TASK INSTRUCTIONS: Please count how many lines of the material below contain the word "Find", and reply with that number alone.

DATASET RECORDS:
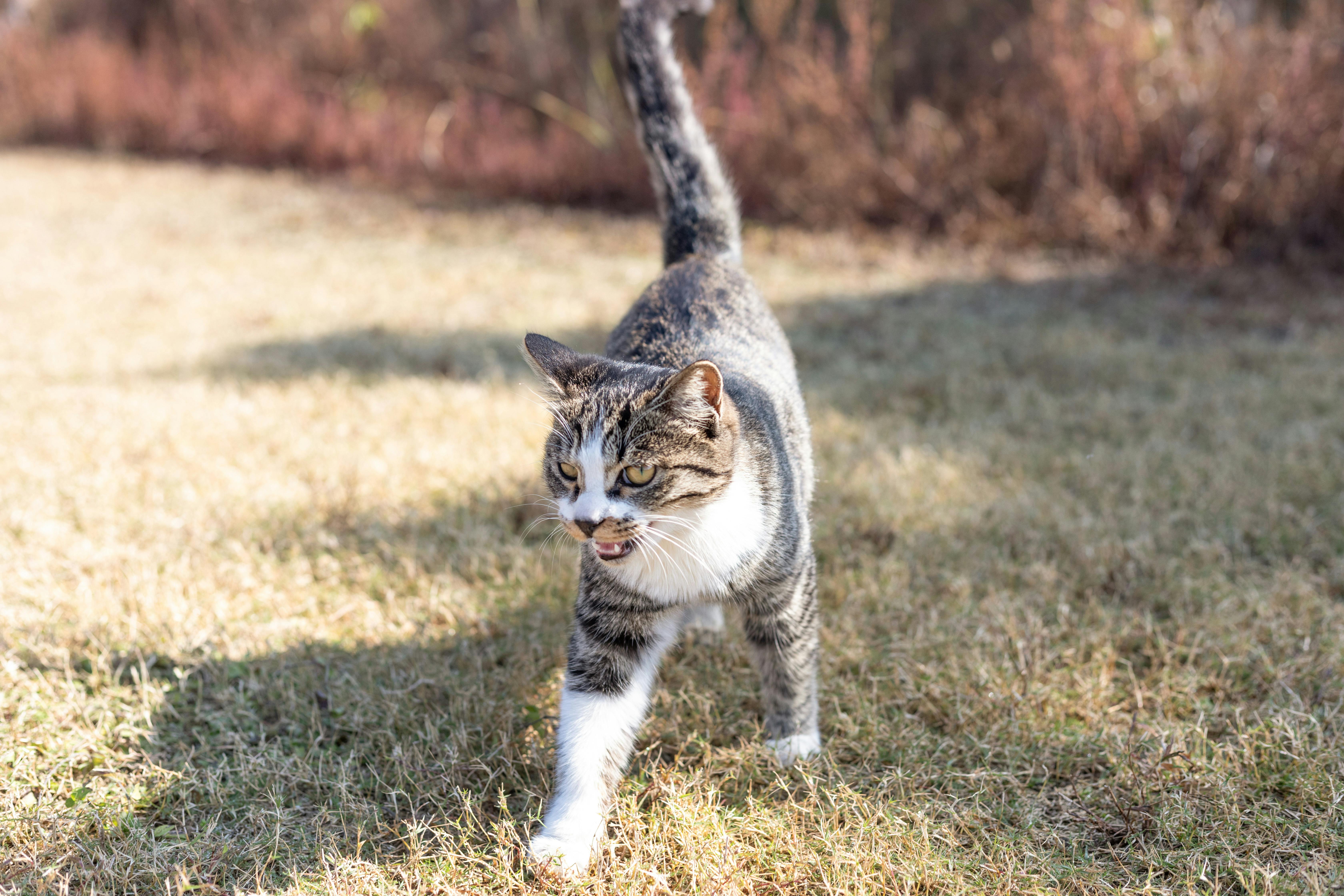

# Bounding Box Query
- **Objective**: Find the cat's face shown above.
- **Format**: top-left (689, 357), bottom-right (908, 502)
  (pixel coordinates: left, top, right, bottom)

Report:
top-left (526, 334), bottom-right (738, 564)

* * *

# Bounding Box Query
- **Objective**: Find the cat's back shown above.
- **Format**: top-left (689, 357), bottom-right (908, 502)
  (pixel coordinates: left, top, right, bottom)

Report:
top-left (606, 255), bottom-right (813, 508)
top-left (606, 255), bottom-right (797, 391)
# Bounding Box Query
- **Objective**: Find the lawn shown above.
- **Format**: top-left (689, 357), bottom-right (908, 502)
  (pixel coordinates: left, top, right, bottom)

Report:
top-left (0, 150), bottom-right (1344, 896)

---

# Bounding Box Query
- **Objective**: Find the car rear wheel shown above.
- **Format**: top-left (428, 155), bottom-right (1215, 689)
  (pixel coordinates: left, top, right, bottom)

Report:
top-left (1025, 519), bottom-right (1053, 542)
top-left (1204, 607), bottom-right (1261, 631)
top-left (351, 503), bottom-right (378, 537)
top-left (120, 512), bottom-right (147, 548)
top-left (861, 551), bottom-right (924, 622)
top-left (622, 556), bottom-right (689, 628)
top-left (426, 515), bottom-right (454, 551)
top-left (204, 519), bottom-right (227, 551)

EXPECTED ANSWER: 4